» **Data records**:
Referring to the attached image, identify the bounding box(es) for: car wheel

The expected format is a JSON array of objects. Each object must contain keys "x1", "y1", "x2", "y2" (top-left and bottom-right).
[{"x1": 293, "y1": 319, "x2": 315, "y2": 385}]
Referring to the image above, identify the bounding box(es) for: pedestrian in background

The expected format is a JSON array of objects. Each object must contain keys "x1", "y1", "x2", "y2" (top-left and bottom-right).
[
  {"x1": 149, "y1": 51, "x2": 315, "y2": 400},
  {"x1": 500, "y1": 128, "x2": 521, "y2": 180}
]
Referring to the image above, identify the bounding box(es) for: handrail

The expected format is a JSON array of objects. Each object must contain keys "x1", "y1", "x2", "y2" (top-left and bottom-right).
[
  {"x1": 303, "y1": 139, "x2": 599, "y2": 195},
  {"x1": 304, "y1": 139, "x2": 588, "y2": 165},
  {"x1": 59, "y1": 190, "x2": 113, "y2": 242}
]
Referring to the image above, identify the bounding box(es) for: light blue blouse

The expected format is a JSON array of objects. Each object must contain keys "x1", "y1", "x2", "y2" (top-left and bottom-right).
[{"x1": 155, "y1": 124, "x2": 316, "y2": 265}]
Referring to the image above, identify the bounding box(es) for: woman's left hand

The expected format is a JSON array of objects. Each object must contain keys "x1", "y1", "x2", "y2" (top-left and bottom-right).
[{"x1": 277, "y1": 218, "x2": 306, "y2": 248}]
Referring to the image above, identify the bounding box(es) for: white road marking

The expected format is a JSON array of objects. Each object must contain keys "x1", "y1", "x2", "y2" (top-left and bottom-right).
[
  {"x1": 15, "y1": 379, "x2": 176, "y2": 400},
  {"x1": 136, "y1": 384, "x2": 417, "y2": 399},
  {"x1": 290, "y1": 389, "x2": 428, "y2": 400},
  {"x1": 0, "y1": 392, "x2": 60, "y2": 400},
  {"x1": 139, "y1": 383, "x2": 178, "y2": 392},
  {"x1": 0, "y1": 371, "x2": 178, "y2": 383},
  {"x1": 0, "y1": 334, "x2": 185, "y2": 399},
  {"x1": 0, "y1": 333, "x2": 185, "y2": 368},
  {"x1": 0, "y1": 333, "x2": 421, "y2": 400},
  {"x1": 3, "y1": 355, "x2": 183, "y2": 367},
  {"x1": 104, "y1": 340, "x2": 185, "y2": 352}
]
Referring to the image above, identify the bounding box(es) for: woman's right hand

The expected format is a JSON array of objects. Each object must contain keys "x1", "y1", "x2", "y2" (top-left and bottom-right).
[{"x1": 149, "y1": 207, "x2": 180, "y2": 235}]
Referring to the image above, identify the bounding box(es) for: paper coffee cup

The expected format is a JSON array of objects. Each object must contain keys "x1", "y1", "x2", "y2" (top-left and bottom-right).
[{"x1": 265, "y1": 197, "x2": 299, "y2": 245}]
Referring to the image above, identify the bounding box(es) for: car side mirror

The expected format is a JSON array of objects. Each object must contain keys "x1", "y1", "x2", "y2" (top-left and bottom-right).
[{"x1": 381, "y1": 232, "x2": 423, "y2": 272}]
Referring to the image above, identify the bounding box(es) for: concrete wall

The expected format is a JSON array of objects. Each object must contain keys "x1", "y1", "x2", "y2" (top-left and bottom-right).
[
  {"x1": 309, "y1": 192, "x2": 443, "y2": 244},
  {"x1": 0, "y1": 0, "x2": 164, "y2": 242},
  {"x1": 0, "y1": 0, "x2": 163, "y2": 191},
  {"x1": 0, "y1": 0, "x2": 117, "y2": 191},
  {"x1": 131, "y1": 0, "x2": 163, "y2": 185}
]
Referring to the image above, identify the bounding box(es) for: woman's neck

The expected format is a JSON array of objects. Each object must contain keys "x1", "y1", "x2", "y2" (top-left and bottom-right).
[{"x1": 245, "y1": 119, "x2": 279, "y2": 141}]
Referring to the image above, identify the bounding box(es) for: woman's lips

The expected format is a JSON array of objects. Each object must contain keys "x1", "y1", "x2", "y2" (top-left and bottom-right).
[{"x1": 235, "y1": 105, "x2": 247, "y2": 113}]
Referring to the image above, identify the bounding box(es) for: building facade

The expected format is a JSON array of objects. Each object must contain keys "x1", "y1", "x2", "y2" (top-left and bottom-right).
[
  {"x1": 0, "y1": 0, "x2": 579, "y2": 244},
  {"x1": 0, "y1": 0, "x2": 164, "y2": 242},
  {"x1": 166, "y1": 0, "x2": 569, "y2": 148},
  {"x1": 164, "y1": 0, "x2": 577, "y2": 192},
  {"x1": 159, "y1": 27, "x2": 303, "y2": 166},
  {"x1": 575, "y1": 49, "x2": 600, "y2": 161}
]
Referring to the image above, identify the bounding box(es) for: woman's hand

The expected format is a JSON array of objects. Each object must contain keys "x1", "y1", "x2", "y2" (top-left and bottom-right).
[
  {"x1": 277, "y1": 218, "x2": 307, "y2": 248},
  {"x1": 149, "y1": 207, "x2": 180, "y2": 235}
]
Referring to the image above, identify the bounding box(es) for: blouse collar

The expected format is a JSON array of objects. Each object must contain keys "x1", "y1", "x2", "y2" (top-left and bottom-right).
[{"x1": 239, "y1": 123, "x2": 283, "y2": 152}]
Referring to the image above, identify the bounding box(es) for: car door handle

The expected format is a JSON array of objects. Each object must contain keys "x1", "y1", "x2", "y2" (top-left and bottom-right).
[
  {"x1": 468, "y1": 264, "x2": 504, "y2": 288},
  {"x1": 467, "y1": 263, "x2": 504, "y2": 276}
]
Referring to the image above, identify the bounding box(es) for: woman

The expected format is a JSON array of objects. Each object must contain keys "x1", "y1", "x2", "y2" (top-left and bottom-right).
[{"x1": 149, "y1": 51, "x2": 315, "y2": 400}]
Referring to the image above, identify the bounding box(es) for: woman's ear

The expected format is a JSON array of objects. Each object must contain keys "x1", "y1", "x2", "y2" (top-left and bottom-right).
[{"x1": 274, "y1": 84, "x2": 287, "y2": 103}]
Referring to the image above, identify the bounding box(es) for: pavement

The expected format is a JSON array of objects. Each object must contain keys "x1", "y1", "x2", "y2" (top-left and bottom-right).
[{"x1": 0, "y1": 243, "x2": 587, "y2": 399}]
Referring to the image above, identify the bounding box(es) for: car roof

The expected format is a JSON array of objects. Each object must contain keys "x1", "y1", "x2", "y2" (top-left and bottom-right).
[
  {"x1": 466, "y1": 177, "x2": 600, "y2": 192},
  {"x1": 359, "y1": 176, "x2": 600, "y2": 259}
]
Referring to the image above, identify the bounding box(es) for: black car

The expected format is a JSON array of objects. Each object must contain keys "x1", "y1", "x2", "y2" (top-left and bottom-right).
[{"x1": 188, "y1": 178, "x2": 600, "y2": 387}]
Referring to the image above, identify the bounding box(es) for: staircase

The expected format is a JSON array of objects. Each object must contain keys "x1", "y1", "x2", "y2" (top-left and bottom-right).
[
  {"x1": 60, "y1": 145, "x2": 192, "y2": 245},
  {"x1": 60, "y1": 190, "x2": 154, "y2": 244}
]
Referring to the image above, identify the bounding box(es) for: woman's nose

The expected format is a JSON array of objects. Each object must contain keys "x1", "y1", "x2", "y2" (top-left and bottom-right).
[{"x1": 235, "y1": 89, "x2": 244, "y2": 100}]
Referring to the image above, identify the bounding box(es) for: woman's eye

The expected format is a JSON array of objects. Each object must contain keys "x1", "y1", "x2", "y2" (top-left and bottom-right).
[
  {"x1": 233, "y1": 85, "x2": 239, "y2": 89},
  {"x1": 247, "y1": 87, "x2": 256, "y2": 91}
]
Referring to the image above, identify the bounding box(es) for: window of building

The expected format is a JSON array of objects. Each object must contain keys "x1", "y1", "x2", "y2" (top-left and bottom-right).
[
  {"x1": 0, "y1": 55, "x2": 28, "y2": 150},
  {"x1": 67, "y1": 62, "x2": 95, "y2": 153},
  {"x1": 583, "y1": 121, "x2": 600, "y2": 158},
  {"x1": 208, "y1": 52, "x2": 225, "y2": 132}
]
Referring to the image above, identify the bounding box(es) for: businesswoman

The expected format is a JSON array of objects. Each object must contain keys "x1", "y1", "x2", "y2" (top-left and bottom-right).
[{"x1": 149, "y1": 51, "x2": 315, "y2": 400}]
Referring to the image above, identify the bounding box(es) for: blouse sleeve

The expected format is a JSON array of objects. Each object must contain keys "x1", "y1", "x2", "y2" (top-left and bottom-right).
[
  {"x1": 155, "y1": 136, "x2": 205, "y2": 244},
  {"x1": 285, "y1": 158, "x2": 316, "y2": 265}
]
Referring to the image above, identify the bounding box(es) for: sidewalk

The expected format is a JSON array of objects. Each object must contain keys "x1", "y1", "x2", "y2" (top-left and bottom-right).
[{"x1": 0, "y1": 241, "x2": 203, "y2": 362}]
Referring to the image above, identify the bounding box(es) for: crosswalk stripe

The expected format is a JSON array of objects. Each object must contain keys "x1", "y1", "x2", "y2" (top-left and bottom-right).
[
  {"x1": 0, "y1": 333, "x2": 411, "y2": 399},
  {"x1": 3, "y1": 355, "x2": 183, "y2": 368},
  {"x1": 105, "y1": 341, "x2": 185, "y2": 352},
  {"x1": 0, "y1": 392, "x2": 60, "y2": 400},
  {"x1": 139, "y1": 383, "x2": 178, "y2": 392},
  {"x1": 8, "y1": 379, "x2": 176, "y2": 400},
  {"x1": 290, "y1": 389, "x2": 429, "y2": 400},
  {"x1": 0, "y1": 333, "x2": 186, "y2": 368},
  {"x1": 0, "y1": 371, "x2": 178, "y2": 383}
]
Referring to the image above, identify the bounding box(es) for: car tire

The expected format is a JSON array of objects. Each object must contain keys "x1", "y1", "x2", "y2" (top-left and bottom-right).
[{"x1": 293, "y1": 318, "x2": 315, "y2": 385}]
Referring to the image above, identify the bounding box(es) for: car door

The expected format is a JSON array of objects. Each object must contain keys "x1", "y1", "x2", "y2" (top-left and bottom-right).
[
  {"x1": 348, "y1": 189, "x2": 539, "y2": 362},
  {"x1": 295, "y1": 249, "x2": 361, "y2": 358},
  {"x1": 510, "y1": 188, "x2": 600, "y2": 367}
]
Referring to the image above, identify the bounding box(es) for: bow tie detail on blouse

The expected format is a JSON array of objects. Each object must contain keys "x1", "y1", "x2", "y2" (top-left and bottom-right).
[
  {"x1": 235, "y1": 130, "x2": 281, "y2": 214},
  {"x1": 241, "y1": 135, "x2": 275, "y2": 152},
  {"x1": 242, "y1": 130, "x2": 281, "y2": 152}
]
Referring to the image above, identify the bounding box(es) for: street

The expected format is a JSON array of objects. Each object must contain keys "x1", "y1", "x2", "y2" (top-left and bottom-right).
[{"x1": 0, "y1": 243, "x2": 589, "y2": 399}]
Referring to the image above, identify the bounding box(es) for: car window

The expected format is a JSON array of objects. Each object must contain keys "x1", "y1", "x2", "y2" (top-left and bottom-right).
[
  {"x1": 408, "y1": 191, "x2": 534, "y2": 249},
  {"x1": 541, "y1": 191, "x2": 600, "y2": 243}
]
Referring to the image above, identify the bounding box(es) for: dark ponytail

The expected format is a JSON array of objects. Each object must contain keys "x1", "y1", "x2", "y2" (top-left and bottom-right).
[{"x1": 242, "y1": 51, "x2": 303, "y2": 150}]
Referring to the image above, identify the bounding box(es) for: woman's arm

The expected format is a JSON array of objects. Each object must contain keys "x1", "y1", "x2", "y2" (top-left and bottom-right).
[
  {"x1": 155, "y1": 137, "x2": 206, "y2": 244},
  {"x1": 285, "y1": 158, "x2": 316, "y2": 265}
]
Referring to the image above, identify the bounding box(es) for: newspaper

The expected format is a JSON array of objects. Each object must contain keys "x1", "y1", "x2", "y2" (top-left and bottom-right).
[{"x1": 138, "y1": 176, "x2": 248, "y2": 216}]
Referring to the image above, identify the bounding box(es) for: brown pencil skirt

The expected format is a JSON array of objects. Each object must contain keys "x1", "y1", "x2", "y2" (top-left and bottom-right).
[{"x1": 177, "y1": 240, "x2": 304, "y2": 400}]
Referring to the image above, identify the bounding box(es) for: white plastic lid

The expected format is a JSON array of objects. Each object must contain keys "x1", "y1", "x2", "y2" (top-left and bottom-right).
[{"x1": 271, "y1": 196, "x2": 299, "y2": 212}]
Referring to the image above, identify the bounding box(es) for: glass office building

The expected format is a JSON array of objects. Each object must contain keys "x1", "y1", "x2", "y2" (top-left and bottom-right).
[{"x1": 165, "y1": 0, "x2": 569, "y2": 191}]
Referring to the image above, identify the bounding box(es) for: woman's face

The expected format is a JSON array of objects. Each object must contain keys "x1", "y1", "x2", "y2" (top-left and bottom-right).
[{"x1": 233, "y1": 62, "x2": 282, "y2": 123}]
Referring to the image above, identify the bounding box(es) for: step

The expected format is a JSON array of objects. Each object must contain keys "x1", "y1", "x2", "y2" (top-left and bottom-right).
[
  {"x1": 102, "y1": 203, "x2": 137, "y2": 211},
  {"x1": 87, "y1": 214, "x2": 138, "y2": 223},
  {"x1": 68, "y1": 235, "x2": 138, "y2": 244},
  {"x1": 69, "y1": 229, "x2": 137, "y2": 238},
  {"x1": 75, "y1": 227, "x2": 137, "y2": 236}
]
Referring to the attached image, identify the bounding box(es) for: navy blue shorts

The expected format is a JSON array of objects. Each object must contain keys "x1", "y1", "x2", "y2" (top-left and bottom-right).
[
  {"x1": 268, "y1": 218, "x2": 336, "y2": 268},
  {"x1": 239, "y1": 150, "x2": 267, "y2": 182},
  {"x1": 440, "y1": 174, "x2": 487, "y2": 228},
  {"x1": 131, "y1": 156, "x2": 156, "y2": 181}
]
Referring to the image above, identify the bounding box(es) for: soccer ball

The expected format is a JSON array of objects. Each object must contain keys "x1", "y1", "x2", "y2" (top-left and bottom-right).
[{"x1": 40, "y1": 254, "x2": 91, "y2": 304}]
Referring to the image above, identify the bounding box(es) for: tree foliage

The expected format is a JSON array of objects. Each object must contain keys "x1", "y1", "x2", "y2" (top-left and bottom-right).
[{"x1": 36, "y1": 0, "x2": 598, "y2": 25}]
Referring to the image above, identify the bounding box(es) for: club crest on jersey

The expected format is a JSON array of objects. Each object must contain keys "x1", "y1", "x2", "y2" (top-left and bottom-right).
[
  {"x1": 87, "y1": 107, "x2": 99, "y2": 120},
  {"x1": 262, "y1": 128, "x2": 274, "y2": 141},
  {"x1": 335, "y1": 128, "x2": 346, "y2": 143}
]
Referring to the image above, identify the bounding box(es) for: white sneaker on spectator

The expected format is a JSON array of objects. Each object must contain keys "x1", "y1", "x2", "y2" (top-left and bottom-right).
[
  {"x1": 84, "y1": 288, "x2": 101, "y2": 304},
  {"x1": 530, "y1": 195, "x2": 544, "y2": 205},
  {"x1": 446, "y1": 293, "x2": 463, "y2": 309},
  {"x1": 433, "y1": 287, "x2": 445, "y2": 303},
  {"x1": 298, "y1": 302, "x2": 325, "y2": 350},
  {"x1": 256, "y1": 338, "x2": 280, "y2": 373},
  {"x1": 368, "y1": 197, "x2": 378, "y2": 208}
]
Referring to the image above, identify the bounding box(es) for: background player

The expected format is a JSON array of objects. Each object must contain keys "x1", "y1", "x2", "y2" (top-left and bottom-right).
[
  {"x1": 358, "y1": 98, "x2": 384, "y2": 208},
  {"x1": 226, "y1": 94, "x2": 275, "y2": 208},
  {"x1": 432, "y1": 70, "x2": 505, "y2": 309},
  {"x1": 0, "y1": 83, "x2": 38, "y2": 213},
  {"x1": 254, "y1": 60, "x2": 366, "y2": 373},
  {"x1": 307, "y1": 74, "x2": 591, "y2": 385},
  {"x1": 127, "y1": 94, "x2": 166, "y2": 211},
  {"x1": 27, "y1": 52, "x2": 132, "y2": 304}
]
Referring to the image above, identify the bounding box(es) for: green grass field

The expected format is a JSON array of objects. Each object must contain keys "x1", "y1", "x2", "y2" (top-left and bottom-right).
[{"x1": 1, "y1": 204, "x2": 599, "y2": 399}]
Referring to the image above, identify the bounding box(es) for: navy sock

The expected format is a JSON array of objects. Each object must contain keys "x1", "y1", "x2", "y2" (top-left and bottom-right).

» **Exercise aim**: Only lines containing the word "building" should appear in the answer, and every such line from the records above must be there.

» **Solved exercise**:
Referring to the image above, identify the bounding box(es) for: building facade
Referring to the image above, identify the bounding box(es) for: window of building
Referring to the image above, identify the bounding box(es) for: glass office building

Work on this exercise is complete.